> _Consigne A_
Relevez, parmi les entrées ci-dessous, toutes les lignes contenant le mot « water », en tenant compte de la casse.

> _Extrait source_
Avec Guarini nous atteignons au maximum de la complication architecturale. Et si vraiment on tient que la simplicité est la pierre de touche de la beauté, on doit considérer cet art comme le dernier degré de la décadence, et l’on ne peut s’étonner d’entendre Milizia dire : « A qui plaît l’architecture du Père Guarini grand bien lui fasse, mais il est à enfermer avec les fous. » Mais pour ceux qui pensent que la simplicité est loin d’être la loi suprême de l’architecture, pour des artistes aux yeux raffinés, une œuvre telle que le S. Lorenzo de Turin est un des plus charmans bijoux de l’architecture.

> _Consigne B_
Reproduisez mot pour mot, dans le passage ci-dessus sur l'architecture de Guarini, tout ce qui va de « Avec Guarini nous » jusqu'à « bijoux de l’architecture. ».

> _Données de l'exercice_
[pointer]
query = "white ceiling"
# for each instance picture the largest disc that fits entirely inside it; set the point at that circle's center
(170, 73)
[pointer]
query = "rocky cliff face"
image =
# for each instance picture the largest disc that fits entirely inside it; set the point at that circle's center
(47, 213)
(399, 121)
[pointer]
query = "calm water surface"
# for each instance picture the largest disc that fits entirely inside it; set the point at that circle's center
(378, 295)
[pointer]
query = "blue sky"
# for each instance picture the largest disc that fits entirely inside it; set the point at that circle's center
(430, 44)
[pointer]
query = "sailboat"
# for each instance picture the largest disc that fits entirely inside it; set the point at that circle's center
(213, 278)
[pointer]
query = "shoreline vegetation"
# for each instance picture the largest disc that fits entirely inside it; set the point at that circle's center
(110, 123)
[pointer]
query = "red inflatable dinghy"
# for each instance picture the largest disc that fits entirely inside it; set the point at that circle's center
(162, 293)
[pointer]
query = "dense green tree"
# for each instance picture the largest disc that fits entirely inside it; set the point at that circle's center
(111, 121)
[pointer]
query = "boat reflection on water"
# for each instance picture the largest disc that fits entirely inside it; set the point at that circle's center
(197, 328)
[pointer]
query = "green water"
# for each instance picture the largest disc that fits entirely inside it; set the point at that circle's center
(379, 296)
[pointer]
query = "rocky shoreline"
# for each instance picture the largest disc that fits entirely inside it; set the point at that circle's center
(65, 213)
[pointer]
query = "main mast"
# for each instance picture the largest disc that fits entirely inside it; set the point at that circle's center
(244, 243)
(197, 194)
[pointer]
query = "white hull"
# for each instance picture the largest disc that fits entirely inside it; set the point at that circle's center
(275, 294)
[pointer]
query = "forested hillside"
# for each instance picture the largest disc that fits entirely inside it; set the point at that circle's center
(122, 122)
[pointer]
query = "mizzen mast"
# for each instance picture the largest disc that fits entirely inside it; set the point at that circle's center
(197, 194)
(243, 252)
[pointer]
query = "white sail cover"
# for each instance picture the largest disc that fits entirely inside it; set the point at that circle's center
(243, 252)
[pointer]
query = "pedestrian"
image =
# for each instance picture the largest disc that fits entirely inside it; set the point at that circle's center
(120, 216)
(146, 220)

> _Résultat A_
query = "calm water surface"
query = "boat reflection on water"
query = "green water"

> _Résultat B_
Avec Guarini nous atteignons au maximum de la complication architecturale. Et si vraiment on tient que la simplicité est la pierre de touche de la beauté, on doit considérer cet art comme le dernier degré de la décadence, et l’on ne peut s’étonner d’entendre Milizia dire : « A qui plaît l’architecture du Père Guarini grand bien lui fasse, mais il est à enfermer avec les fous. » Mais pour ceux qui pensent que la simplicité est loin d’être la loi suprême de l’architecture, pour des artistes aux yeux raffinés, une œuvre telle que le S. Lorenzo de Turin est un des plus charmans bijoux de l’architecture.